*Goal*: Below is a listing to transcribe in full and exactly; keep the pictures out.

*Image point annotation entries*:
--

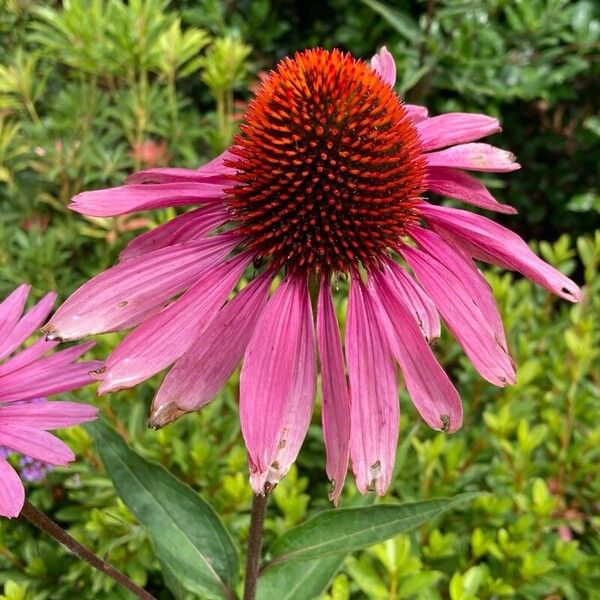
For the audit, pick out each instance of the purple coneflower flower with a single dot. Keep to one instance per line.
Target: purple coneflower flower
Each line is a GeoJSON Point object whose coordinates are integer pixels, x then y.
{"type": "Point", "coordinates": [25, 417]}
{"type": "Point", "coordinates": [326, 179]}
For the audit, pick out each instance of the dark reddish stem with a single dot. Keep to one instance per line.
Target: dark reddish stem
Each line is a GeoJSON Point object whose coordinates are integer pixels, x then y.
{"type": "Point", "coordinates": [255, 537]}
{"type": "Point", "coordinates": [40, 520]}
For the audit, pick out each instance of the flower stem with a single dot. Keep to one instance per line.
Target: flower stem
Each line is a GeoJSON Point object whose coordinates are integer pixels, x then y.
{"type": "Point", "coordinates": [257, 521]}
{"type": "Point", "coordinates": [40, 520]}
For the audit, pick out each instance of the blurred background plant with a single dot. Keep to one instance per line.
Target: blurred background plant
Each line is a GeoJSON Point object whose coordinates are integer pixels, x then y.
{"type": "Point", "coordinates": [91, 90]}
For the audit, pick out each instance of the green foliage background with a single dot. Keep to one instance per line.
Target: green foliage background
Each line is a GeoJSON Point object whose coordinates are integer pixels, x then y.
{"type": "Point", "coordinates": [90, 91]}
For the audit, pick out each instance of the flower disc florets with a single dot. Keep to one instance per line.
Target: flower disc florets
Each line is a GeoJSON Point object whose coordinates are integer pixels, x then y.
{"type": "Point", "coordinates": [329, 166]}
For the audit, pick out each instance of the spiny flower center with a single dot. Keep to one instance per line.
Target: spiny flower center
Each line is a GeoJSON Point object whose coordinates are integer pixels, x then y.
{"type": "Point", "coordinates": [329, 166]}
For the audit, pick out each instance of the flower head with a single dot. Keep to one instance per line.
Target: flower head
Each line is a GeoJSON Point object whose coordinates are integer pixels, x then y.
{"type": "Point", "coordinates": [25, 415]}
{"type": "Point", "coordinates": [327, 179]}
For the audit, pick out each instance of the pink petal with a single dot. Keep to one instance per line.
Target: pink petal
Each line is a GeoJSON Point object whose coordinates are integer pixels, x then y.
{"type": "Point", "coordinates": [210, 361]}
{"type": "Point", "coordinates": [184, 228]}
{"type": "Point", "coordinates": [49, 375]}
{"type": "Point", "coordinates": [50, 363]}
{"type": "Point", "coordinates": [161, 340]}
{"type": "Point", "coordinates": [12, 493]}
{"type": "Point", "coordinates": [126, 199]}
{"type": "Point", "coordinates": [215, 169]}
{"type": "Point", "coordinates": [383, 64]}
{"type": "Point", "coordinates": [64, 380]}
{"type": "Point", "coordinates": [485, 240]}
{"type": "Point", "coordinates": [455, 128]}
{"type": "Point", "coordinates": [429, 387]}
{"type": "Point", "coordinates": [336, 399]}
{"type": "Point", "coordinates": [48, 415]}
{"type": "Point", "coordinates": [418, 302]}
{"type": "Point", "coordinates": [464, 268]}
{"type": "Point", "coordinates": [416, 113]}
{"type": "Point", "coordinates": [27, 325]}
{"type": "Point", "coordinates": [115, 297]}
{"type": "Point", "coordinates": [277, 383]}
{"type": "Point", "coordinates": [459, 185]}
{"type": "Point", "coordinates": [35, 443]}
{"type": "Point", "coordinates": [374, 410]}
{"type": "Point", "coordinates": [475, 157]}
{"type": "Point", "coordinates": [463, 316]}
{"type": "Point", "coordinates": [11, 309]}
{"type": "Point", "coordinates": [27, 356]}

--

*Exercise result*:
For the audit, pick out each instance of the purple coneflower flower with a single dot. Keep to one instance per line.
Target: purple coneflower flower
Each line is a GeoJSON Point object whose coordinates are integer pixels, x then y.
{"type": "Point", "coordinates": [25, 417]}
{"type": "Point", "coordinates": [326, 179]}
For the audit, pick out each instance of the dark reddish stem with a single dot. Keep to one instance per line.
Target: dark reddish stem
Each line is a GeoJSON Point object whose coordinates are integer pixels, x then y.
{"type": "Point", "coordinates": [255, 537]}
{"type": "Point", "coordinates": [40, 520]}
For the audit, pick out each instance of the flower stem with a single dot. Keep to one instance per line.
Target: flower stem
Each line is a GeoJSON Point object whose coordinates are integer pixels, x then y.
{"type": "Point", "coordinates": [257, 521]}
{"type": "Point", "coordinates": [40, 520]}
For the audit, pick out each instance of the blurred background plant with a single dot. Keep to one instance per line.
Target: blurred background plant
Each line is a GeoJSON Point object whose coordinates are integer pixels, x then y.
{"type": "Point", "coordinates": [91, 90]}
For the audit, pick out each instance of the green foliage background with a single dot. Keep to one instance per line.
Target: green foliage background
Each line is a GeoJSON Point object whose coordinates are integer pixels, x then y.
{"type": "Point", "coordinates": [90, 91]}
For the audit, pick out each instance of the flower disc florets with a single dot. Keep to one instance per line.
Target: flower disc florets
Each line is a GeoJSON Point object whose coordinates are integer pixels, x then y.
{"type": "Point", "coordinates": [329, 166]}
For the audit, pick out each instance of the spiny flower center with a single dot. Keep to one instance per line.
Target: spiny flower center
Each line is a GeoJSON Point object whose coordinates are integer pixels, x then y.
{"type": "Point", "coordinates": [329, 166]}
For the audit, pick out each instance of the flower head with a single dot. Keep to one instance per line.
Target: flower head
Each line is a GeoJSON Point object whose coordinates are integer pixels, x then y.
{"type": "Point", "coordinates": [25, 415]}
{"type": "Point", "coordinates": [327, 179]}
For the audit, pick out each instance of the pink petal with a single dot. Keep to one instance per line.
Target: pink petal
Each line is a GeoJSON Point object whose coordinates are integer pixels, x then y.
{"type": "Point", "coordinates": [210, 361]}
{"type": "Point", "coordinates": [184, 228]}
{"type": "Point", "coordinates": [49, 375]}
{"type": "Point", "coordinates": [50, 363]}
{"type": "Point", "coordinates": [161, 340]}
{"type": "Point", "coordinates": [12, 493]}
{"type": "Point", "coordinates": [126, 199]}
{"type": "Point", "coordinates": [215, 169]}
{"type": "Point", "coordinates": [383, 64]}
{"type": "Point", "coordinates": [64, 380]}
{"type": "Point", "coordinates": [485, 240]}
{"type": "Point", "coordinates": [455, 128]}
{"type": "Point", "coordinates": [429, 387]}
{"type": "Point", "coordinates": [336, 399]}
{"type": "Point", "coordinates": [48, 415]}
{"type": "Point", "coordinates": [418, 302]}
{"type": "Point", "coordinates": [464, 268]}
{"type": "Point", "coordinates": [416, 113]}
{"type": "Point", "coordinates": [27, 325]}
{"type": "Point", "coordinates": [115, 297]}
{"type": "Point", "coordinates": [277, 383]}
{"type": "Point", "coordinates": [459, 185]}
{"type": "Point", "coordinates": [35, 443]}
{"type": "Point", "coordinates": [374, 410]}
{"type": "Point", "coordinates": [475, 157]}
{"type": "Point", "coordinates": [463, 316]}
{"type": "Point", "coordinates": [11, 309]}
{"type": "Point", "coordinates": [27, 356]}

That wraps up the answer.